──────── Texte à lire ────────

L’occupation israélienne moralement indéfendable

Depuis longtemps, je soutiens que la mainmise israélienne sur la Cisjordanie va à l’encontre des principes moraux qui sous-tendent la création d’un État. Contrairement à ce qu’affirme le Premier ministre Benyamin Nétanyahou, l’occupation des territoires cisjordaniens contribue à affaiblir la sécurité nationale d’Israël plutôt que la renforcer. Les motifs de sécurité et de moralité ne suffisent pas à justifier cette situation. À moins qu’Israël ne retrouve le chemin de la vertu, personne ne pourra empêcher ce pays de se disloquer de l’intérieur et de se transformer en État paria sans âme, bien loin des grands rêves de ses pères fondateurs.

Il est possible de démontrer, à partir de quatre théories de l’éthique (le kantisme, l’utilitarisme, l’éthique de la vertu et la religion), l’absence de tout fondement moral dans l’occupation israélienne et de prouver qu’il incombe aux Israéliens d’y mettre définitivement un terme.

La première théorie morale est l’éthique déontologique, dont le plus grand représentant est Emmanuel Kant. Selon cette théorie, les conséquences n’ont rien à voir avec le caractère moral et immoral d’une action ; ce qui importe, c’est de savoir si l’action est réalisée par devoir ou par respect pour la loi morale.

Emmanual Kant a présenté plusieurs formules de la loi morale, qu’il qualifie d’impératif catégorique ; ses deux premières formules sont les plus pertinentes pour le sujet qui nous intéresse. La première part du principe que la moralité exige que nous agissions uniquement d’après une suite de maximes qui peuvent s’universaliser. Selon sa propre expression, « Agis uniquement d’après la maxime qui fait que tu peux vouloir en même temps qu’elle devienne une loi universelle ». En résumé, n’agis que si tout le monde est capable de faire la même chose que toi.

La question est donc de savoir si l’occupation israélienne est une politique qui peut être universalisée et réussir ce test de raisonnement moral. La réponse est, de toute évidence, NON : la politique d’occupation est incohérente sur le plan rationnel, puisqu’elle oblige Israël à se soustraire aux normes politiques et morales reconnues par le reste de la communauté internationale (et qui servent à protéger Israël). L’État d’Israël fait de lui-même une exception – ce qui constitue le péché capital, d’après Kant. Israël affirme en effet que : « Nous ne devons pas respecter les mêmes règles que tout le monde. » En témoigne le fait qu’Israël prive les Palestiniens de leur droit à disposer d’eux-mêmes et justifie ce déni au nom de la sécurité nationale, alors même que la concrétisation d’une sécurité absolue rendrait invariablement les Palestiniens totalement vulnérables.

────────

● **Exercice court 1**:
Pouvez-vous réécrire le passage du listing allant de son début jusqu'à la ligne contenant "M 0 69 L 2 69", incluse, requêtes comprises, en décalant de 108 chaque coordonnée des contours donnés en réponse ? Laissez les images de côté dans votre réponse.

──────── Listing fourni ────────

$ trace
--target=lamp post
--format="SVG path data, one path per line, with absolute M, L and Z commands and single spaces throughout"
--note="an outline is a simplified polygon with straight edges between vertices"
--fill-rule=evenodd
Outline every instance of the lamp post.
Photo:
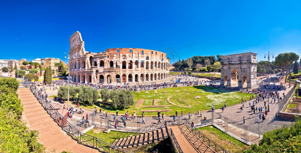
M 268 54 L 265 54 L 265 55 L 264 55 L 264 58 L 265 59 L 266 58 L 265 58 L 266 55 L 268 56 L 268 65 L 269 69 L 268 69 L 268 88 L 269 88 L 268 91 L 269 92 L 269 91 L 270 91 L 270 76 L 269 76 L 269 75 L 270 75 L 270 56 L 272 56 L 272 58 L 274 58 L 274 55 L 273 54 L 270 54 L 270 50 L 269 50 Z M 270 99 L 269 99 L 269 95 L 268 95 L 268 112 L 270 112 L 270 105 L 269 105 L 270 101 L 269 101 Z
M 70 64 L 69 64 L 69 60 L 70 59 L 70 56 L 69 54 L 64 52 L 65 54 L 65 58 L 68 59 L 68 102 L 67 103 L 67 110 L 69 111 L 69 92 L 70 92 Z

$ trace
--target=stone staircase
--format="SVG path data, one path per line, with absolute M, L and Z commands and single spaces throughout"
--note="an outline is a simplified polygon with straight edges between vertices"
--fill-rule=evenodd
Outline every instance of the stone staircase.
M 28 88 L 19 88 L 17 91 L 23 105 L 23 117 L 27 125 L 39 132 L 39 142 L 47 152 L 68 151 L 71 152 L 98 152 L 98 150 L 79 144 L 61 130 L 51 118 Z
M 159 141 L 167 138 L 168 135 L 168 129 L 164 128 L 139 135 L 116 139 L 113 145 L 122 148 L 134 147 Z

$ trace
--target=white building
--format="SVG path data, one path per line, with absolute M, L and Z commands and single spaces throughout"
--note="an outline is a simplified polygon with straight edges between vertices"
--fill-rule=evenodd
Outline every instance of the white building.
M 12 70 L 14 67 L 17 69 L 19 68 L 19 61 L 16 60 L 8 60 L 8 68 Z
M 41 59 L 40 58 L 36 58 L 33 60 L 32 60 L 33 62 L 37 62 L 39 64 L 41 64 Z
M 0 69 L 2 69 L 4 67 L 7 67 L 8 62 L 7 60 L 0 60 Z

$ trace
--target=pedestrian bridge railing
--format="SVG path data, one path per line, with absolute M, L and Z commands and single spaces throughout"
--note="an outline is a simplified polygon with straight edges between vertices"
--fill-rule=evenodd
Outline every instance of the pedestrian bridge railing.
M 62 128 L 62 130 L 65 131 L 73 139 L 77 141 L 78 143 L 98 149 L 101 152 L 131 152 L 119 148 L 95 137 L 81 133 L 53 107 L 37 87 L 32 85 L 30 86 L 30 89 L 39 103 L 50 115 L 50 117 Z

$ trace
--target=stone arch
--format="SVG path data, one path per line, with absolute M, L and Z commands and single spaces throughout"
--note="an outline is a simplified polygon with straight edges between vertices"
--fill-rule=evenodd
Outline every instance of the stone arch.
M 226 86 L 227 85 L 227 81 L 228 80 L 228 75 L 225 75 L 224 76 L 224 86 Z
M 231 87 L 238 86 L 238 79 L 239 78 L 238 70 L 234 68 L 231 70 Z
M 138 77 L 138 74 L 135 74 L 135 82 L 139 82 L 138 79 L 139 79 L 139 77 Z
M 146 69 L 149 69 L 149 61 L 146 61 Z
M 82 74 L 82 77 L 81 78 L 81 79 L 80 79 L 80 82 L 83 83 L 85 83 L 85 75 Z
M 112 78 L 111 75 L 107 75 L 107 84 L 110 84 L 112 82 Z
M 132 60 L 130 60 L 128 64 L 128 69 L 133 69 L 133 61 Z
M 129 82 L 133 82 L 133 75 L 132 75 L 132 74 L 129 74 L 128 76 L 128 80 Z
M 125 74 L 122 74 L 122 82 L 126 83 L 126 75 Z
M 112 61 L 110 61 L 110 68 L 114 67 L 114 62 Z
M 105 62 L 103 60 L 100 60 L 99 62 L 99 66 L 100 67 L 104 67 L 105 66 Z
M 141 75 L 140 75 L 140 81 L 144 82 L 144 74 L 141 74 Z
M 116 67 L 116 68 L 120 68 L 120 66 L 119 65 L 119 61 L 116 61 L 116 66 L 115 66 L 115 67 Z
M 93 61 L 93 57 L 92 56 L 90 56 L 90 57 L 89 58 L 89 61 L 90 61 L 90 65 L 91 66 L 93 66 L 93 63 L 92 63 L 92 61 Z
M 242 82 L 243 88 L 246 88 L 247 87 L 247 81 L 248 81 L 248 77 L 247 77 L 247 75 L 244 75 L 242 76 Z
M 140 67 L 144 68 L 144 61 L 141 61 L 140 64 Z
M 86 62 L 85 61 L 82 61 L 82 68 L 86 68 Z
M 139 68 L 139 61 L 138 60 L 135 61 L 135 66 L 136 66 L 135 68 Z
M 149 74 L 145 74 L 145 81 L 149 81 Z
M 116 79 L 116 82 L 118 83 L 121 83 L 121 79 L 120 78 L 120 75 L 116 74 L 115 76 L 115 78 Z
M 122 61 L 122 69 L 126 69 L 126 61 Z
M 103 75 L 99 75 L 99 83 L 103 84 L 104 81 L 104 76 Z

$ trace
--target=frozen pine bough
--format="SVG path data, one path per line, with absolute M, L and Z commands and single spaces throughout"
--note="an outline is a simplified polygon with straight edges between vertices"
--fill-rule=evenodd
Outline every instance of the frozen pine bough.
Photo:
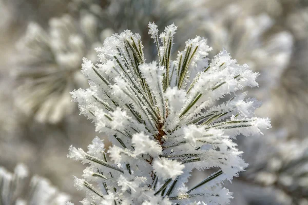
M 109 136 L 108 150 L 95 137 L 87 152 L 70 148 L 68 157 L 88 163 L 75 186 L 84 204 L 225 204 L 224 188 L 247 166 L 232 139 L 262 134 L 270 120 L 254 116 L 260 104 L 241 92 L 255 87 L 258 74 L 199 36 L 171 53 L 177 27 L 159 35 L 149 24 L 158 61 L 146 63 L 138 34 L 126 30 L 98 48 L 99 63 L 84 59 L 90 88 L 74 91 L 81 113 Z M 213 171 L 188 189 L 191 171 Z
M 47 179 L 34 176 L 29 180 L 28 169 L 22 164 L 13 173 L 0 167 L 1 205 L 65 205 L 69 199 Z

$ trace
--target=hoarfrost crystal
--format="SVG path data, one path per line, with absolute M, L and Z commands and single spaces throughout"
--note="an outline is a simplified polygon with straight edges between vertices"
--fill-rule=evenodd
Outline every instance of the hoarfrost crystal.
M 68 157 L 90 165 L 75 179 L 86 191 L 82 202 L 227 204 L 232 196 L 223 181 L 247 166 L 232 139 L 271 127 L 254 116 L 260 104 L 241 92 L 257 86 L 258 74 L 225 50 L 210 60 L 212 49 L 199 36 L 173 60 L 177 27 L 160 35 L 149 27 L 158 61 L 146 63 L 140 35 L 129 30 L 97 49 L 99 63 L 84 59 L 90 87 L 74 91 L 73 99 L 113 145 L 107 151 L 96 137 L 87 152 L 70 148 Z M 213 174 L 188 190 L 194 169 Z

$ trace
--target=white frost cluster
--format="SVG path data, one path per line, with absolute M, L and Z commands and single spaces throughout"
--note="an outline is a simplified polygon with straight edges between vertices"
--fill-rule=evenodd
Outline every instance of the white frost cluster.
M 232 141 L 237 135 L 262 134 L 268 119 L 254 116 L 259 104 L 241 91 L 258 85 L 246 65 L 225 50 L 212 50 L 199 36 L 186 42 L 171 58 L 171 25 L 149 34 L 158 61 L 146 63 L 139 34 L 126 30 L 98 48 L 99 63 L 84 58 L 82 73 L 89 88 L 72 92 L 81 113 L 109 136 L 106 150 L 98 137 L 87 152 L 72 146 L 68 157 L 89 166 L 83 179 L 83 204 L 225 204 L 232 198 L 223 186 L 247 165 Z M 212 174 L 190 190 L 191 171 Z
M 47 179 L 33 176 L 18 165 L 14 173 L 0 167 L 0 202 L 2 205 L 65 205 L 70 197 L 60 192 Z
M 73 110 L 69 92 L 86 87 L 79 72 L 83 57 L 95 61 L 94 48 L 106 37 L 101 35 L 99 19 L 84 12 L 79 21 L 69 14 L 49 20 L 45 31 L 35 23 L 17 44 L 20 69 L 16 104 L 40 122 L 56 124 Z

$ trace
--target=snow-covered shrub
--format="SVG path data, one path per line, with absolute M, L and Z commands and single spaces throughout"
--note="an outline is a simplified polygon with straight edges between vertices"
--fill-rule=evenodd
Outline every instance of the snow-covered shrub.
M 270 127 L 268 119 L 254 117 L 259 104 L 237 92 L 257 86 L 258 74 L 225 50 L 210 60 L 212 49 L 199 36 L 172 60 L 177 27 L 159 35 L 155 24 L 149 28 L 158 63 L 146 63 L 140 35 L 129 30 L 97 49 L 100 63 L 84 59 L 90 87 L 74 91 L 73 98 L 113 146 L 107 151 L 96 137 L 87 152 L 70 148 L 69 157 L 90 164 L 83 178 L 75 179 L 77 188 L 86 190 L 82 202 L 226 204 L 232 195 L 223 181 L 247 166 L 232 139 Z M 192 169 L 213 168 L 200 183 L 185 187 Z
M 84 13 L 79 22 L 68 14 L 53 18 L 48 31 L 29 24 L 18 44 L 21 60 L 16 102 L 21 110 L 38 121 L 52 124 L 71 113 L 69 91 L 87 84 L 79 72 L 82 57 L 95 60 L 94 48 L 106 37 L 100 35 L 98 21 Z
M 107 151 L 96 137 L 87 152 L 70 148 L 69 157 L 90 164 L 84 178 L 75 179 L 86 191 L 82 202 L 226 204 L 232 195 L 223 181 L 247 166 L 232 139 L 270 127 L 268 119 L 254 117 L 259 104 L 237 92 L 257 86 L 258 74 L 225 50 L 210 60 L 212 49 L 199 36 L 172 60 L 177 27 L 159 35 L 155 24 L 149 28 L 158 63 L 146 63 L 140 35 L 129 30 L 97 49 L 100 63 L 84 58 L 90 87 L 73 92 L 73 99 L 113 146 Z M 192 169 L 213 168 L 217 171 L 206 179 L 185 187 Z
M 28 178 L 27 167 L 19 164 L 14 173 L 0 167 L 0 204 L 2 205 L 64 205 L 70 197 L 37 176 Z

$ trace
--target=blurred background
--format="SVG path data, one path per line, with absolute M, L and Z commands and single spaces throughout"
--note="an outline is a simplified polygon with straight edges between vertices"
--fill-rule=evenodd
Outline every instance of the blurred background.
M 149 21 L 178 26 L 174 51 L 200 35 L 211 56 L 225 48 L 260 74 L 248 95 L 273 128 L 236 140 L 249 166 L 226 183 L 231 204 L 308 204 L 306 0 L 0 0 L 0 167 L 23 163 L 79 204 L 73 176 L 85 167 L 66 158 L 68 147 L 104 136 L 69 92 L 87 87 L 82 58 L 95 61 L 94 48 L 114 33 L 140 33 L 147 60 L 156 59 Z M 190 183 L 205 176 L 195 172 Z

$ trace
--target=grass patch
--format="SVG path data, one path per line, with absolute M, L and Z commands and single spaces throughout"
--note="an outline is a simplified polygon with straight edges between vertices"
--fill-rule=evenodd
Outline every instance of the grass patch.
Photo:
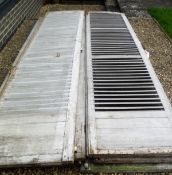
M 172 8 L 152 7 L 148 9 L 148 12 L 159 22 L 166 33 L 172 38 Z

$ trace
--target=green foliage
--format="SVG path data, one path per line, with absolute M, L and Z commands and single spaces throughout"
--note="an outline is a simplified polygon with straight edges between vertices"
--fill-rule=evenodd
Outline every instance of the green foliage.
M 159 22 L 166 33 L 172 38 L 172 8 L 152 7 L 148 9 L 148 12 Z

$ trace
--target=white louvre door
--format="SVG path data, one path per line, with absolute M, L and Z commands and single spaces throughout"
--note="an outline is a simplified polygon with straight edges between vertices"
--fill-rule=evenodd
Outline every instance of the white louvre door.
M 0 98 L 0 166 L 74 161 L 84 12 L 48 13 Z

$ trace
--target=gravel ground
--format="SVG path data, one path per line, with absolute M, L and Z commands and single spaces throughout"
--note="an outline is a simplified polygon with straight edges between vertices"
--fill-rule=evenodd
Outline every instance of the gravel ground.
M 55 10 L 104 10 L 101 5 L 46 5 L 42 7 L 38 16 L 44 16 L 48 11 Z M 37 17 L 38 17 L 37 16 Z M 156 23 L 151 19 L 130 19 L 143 46 L 151 54 L 151 62 L 162 82 L 168 97 L 172 102 L 172 43 L 170 43 Z M 12 62 L 15 60 L 20 48 L 30 33 L 35 21 L 24 21 L 17 30 L 14 37 L 8 42 L 6 47 L 0 52 L 0 84 L 6 73 L 10 71 Z M 136 173 L 143 175 L 144 173 Z M 146 173 L 148 175 L 148 173 Z M 155 173 L 158 175 L 157 173 Z M 155 175 L 154 174 L 154 175 Z M 161 173 L 159 173 L 160 175 Z M 164 174 L 164 173 L 163 173 Z M 168 175 L 169 173 L 166 173 Z M 15 168 L 2 169 L 0 175 L 81 175 L 77 166 L 67 167 L 42 167 L 42 168 Z M 91 174 L 90 174 L 91 175 Z M 103 173 L 101 173 L 103 175 Z M 116 175 L 116 174 L 113 174 Z M 118 173 L 118 175 L 122 175 Z M 125 173 L 125 175 L 127 175 Z M 164 174 L 165 175 L 165 174 Z M 170 175 L 172 175 L 170 173 Z
M 172 43 L 152 19 L 130 19 L 172 104 Z
M 12 63 L 17 57 L 34 24 L 35 20 L 25 20 L 0 52 L 0 85 L 6 74 L 10 71 Z
M 61 10 L 85 10 L 88 11 L 101 11 L 105 10 L 103 5 L 59 5 L 59 4 L 50 4 L 45 5 L 41 8 L 38 16 L 44 16 L 48 11 L 61 11 Z

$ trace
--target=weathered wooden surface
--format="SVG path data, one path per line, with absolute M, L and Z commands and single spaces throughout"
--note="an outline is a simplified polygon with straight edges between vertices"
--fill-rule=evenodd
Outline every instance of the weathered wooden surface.
M 0 98 L 0 166 L 74 161 L 84 14 L 52 12 Z
M 91 19 L 91 15 L 96 17 Z M 120 33 L 127 30 L 129 33 Z M 125 59 L 127 61 L 123 61 Z M 145 66 L 140 66 L 140 62 L 136 61 L 137 68 L 134 68 L 132 59 L 142 59 L 141 64 Z M 150 159 L 156 156 L 159 161 L 161 157 L 172 155 L 170 103 L 145 51 L 123 14 L 92 12 L 88 15 L 87 66 L 88 156 L 104 157 L 104 160 L 112 158 L 114 162 L 121 158 L 124 162 L 125 155 L 130 158 L 146 156 Z M 148 71 L 151 79 L 140 77 L 137 80 L 138 75 L 133 70 L 138 73 L 139 67 Z M 144 90 L 143 87 L 147 88 L 146 83 L 148 87 L 154 86 L 157 93 L 152 95 L 153 102 L 151 98 L 146 99 L 152 93 L 152 90 L 149 94 L 149 90 Z M 139 161 L 143 162 L 143 159 Z M 149 159 L 145 161 L 149 162 Z

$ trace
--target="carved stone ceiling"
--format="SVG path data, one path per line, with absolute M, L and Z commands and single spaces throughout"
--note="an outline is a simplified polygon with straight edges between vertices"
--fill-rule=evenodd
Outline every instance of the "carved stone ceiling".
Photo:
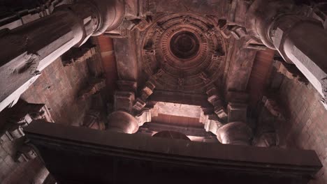
M 156 89 L 203 92 L 221 83 L 227 44 L 218 20 L 193 13 L 161 15 L 141 33 L 143 70 Z

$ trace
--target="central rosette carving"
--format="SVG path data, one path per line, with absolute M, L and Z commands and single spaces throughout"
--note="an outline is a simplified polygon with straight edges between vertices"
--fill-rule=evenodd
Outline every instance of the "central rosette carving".
M 157 89 L 202 91 L 221 78 L 226 49 L 217 24 L 215 19 L 177 13 L 158 18 L 142 33 L 143 70 L 148 77 L 160 73 Z

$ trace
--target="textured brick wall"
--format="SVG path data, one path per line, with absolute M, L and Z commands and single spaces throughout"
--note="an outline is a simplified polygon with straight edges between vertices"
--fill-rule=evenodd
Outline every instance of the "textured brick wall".
M 12 141 L 6 135 L 0 139 L 0 183 L 41 184 L 49 174 L 41 161 L 36 158 L 28 162 L 15 162 L 21 145 L 20 139 Z
M 319 102 L 314 87 L 285 78 L 279 94 L 288 112 L 286 122 L 281 125 L 282 146 L 316 151 L 324 165 L 311 183 L 327 183 L 327 110 Z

────────

● **Exercice court 2**:
Pouvez-vous condenser sous forme de liste le paragraphe du texte sur l'occupation israélienne qui commence par « La question est donc de savoir », en gardant ses faits principaux ?

● **Réponse attendue 1**:
$ trace
--target=lamp post
--format="SVG path data, one path per line, with absolute M, L and Z commands and single spaces throughout"
--note="an outline is a simplified polygon with straight edges between vertices"
--fill-rule=evenodd
Outline every instance of the lamp post.
Photo:
M 376 162 L 373 162 L 373 163 L 372 163 L 372 166 L 373 167 L 374 166 L 373 166 L 374 163 L 376 164 L 376 173 L 377 177 L 376 177 L 376 196 L 377 196 L 376 199 L 377 200 L 377 199 L 378 199 L 378 184 L 377 184 L 377 183 L 378 183 L 378 164 L 380 164 L 380 166 L 382 166 L 382 163 L 381 162 L 378 162 L 378 158 L 377 158 Z M 378 207 L 377 207 L 377 203 L 376 203 L 376 220 L 378 220 L 378 213 L 377 213 L 378 209 L 377 209 Z
M 178 172 L 177 172 L 177 168 L 178 167 L 178 164 L 177 162 L 172 160 L 173 162 L 173 166 L 176 167 L 176 210 L 175 211 L 175 218 L 177 219 L 177 200 L 178 200 Z

$ trace
--target=stone staircase
--format="SVG path data, one path per line, with absolute M, L and Z commands and single spaces throughout"
--note="an outline is a simplified polygon with straight edges between vertices"
--fill-rule=evenodd
Outline every instance of the stone staircase.
M 136 196 L 127 196 L 125 199 L 131 213 L 131 225 L 135 233 L 147 240 L 147 250 L 155 260 L 176 259 L 179 260 L 206 260 L 206 258 L 187 252 L 169 238 L 159 226 Z
M 267 249 L 275 246 L 276 243 L 276 237 L 272 236 L 247 243 L 224 247 L 221 253 L 230 256 L 242 255 Z

$ trace
--target=white building
--format="SVG path data, one path per line, with absolute M, L and Z commands and single spaces throughout"
--note="an outline is a simplified polygon with straight edges between vertices"
--fill-rule=evenodd
Outline every instance of the white building.
M 120 178 L 122 175 L 125 177 L 127 176 L 127 169 L 124 168 L 116 168 L 116 176 Z
M 149 167 L 148 166 L 144 166 L 141 168 L 140 168 L 141 170 L 145 170 L 147 172 L 149 172 Z
M 108 177 L 110 177 L 112 175 L 115 175 L 116 170 L 115 168 L 108 168 Z

● **Réponse attendue 2**:
- Question posée : l'occupation israélienne peut-elle être universalisée et réussir ce test de raisonnement moral ?
- Réponse : non, car cette politique est incohérente sur le plan rationnel.
- Elle oblige Israël à se soustraire aux normes politiques et morales reconnues par le reste de la communauté internationale, normes qui servent aussi à protéger Israël.
- Israël se pose ainsi en exception, ce qui constitue le péché capital selon Kant, en affirmant ne pas devoir respecter les mêmes règles que tout le monde.
- Exemple : Israël prive les Palestiniens de leur droit à disposer d'eux-mêmes au nom de la sécurité nationale, alors qu'une sécurité absolue rendrait les Palestiniens totalement vulnérables.